> [GIVEN TASK]
Copy every row below verbatim, leaving out the picture.

> [MATERIAL PROVIDED]
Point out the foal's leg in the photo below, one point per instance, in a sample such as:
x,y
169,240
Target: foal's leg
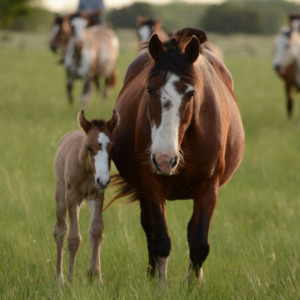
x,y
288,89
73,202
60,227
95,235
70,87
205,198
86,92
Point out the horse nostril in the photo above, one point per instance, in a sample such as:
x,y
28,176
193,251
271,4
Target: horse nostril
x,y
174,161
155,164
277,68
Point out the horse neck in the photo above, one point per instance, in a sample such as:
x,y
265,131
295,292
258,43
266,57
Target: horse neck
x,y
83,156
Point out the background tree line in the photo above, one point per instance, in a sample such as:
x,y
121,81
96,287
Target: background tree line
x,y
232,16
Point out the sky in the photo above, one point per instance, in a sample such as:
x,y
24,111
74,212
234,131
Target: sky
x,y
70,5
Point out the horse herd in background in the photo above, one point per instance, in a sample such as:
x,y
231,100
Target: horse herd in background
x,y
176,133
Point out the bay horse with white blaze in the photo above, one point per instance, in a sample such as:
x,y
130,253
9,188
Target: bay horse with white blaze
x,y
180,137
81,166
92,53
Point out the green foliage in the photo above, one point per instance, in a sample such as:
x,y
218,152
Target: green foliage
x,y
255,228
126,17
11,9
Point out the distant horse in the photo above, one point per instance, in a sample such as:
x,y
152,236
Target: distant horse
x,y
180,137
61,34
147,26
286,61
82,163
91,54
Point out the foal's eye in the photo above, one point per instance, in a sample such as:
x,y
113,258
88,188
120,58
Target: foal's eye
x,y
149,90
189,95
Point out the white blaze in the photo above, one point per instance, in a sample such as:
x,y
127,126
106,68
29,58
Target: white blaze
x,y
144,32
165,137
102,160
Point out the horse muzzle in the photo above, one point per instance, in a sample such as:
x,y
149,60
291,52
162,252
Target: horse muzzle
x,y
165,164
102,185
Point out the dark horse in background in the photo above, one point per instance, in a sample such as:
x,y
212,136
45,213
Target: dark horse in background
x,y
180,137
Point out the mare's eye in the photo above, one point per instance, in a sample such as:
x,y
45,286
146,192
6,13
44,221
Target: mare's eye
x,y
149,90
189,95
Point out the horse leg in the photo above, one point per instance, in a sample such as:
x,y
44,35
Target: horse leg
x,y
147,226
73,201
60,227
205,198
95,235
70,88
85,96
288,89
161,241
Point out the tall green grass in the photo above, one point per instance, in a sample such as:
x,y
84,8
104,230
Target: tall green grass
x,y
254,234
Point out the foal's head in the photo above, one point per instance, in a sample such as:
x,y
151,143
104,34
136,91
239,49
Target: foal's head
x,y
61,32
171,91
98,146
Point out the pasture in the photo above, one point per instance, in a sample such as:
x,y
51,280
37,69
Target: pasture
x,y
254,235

> [TASK RESULT]
Point out the foal's leg in the photo below, one point per instance, in a sample such as:
x,y
169,240
Target: foal's leg
x,y
288,89
73,202
60,227
95,235
70,87
205,198
86,92
Point out the horse nostril in the photo above, one point per instance, in a sample such as:
x,y
28,176
193,251
271,4
Target: horse nostril
x,y
174,161
155,164
277,68
Point out the horse neck in the photo above, one point per instance, in a sample such as:
x,y
265,131
295,292
258,43
266,57
Target: horse neck
x,y
83,156
Point out the background tree line in the photo above, one point per instance, in a sample such as:
x,y
121,81
96,287
Target: background tree line
x,y
232,16
Point out the sky in the photo above, one point per instance, in a sample such as:
x,y
24,111
74,212
234,131
Target: sky
x,y
70,5
Point out the horse herd in background in the photo above, one point per instance, in a sample such as:
x,y
231,100
Target: horse herd in background
x,y
176,133
Point out the bay horse with white blaze in the photo above, one point per instance, in a sample such as:
x,y
130,253
9,188
Target: bay horse with white blaze
x,y
180,137
81,166
92,53
Point out the green foliage in the photo above, one point per instance, in a sample such as:
x,y
218,152
Target: green foliage
x,y
255,228
126,17
11,9
Point out the distant horse in the photo above, one point per instance, in a sample such as:
x,y
152,236
Target: distant horse
x,y
180,137
61,34
147,26
286,61
82,163
91,54
Point out the foal's eye in the photo above, one point per instance, in a sample such as:
x,y
113,258
88,188
120,58
Target: foal's eye
x,y
149,90
189,95
Point out the white blaze in the photo above, one point per instance, in a sample such as:
x,y
127,126
106,68
29,58
Target: white blaze
x,y
144,32
165,137
102,160
Point out the horse muzzle in the photo above, one point per instance, in a sample such as:
x,y
149,60
291,52
162,252
Target: horse muzzle
x,y
165,164
102,185
Point out the dark horse in background in the photo above, one point per instance, in a sample such as:
x,y
212,136
45,213
Target: dark horse in background
x,y
180,137
Point out the mare's eye in the photo above, one point per instance, in a sample such as:
x,y
45,286
146,192
6,13
44,221
Target: mare's eye
x,y
149,90
189,95
Point out the horse leg in the photo above, one point per instance, in a sample such as:
x,y
44,35
Target: horse leg
x,y
147,226
73,201
60,227
205,198
95,235
70,88
85,96
288,89
161,241
Point out the tall green grass in the photo above, one point per instance, in a sample such as:
x,y
84,8
104,230
Target: tall green grass
x,y
254,234
Point out the foal's head in the photo above, one point per instance, in a sample such as:
x,y
151,143
104,34
136,91
239,49
Target: foal's head
x,y
61,32
171,91
98,146
Point out the pasture in the photo above, one point per instance, in a sample such as:
x,y
51,280
37,69
Target: pasture
x,y
254,235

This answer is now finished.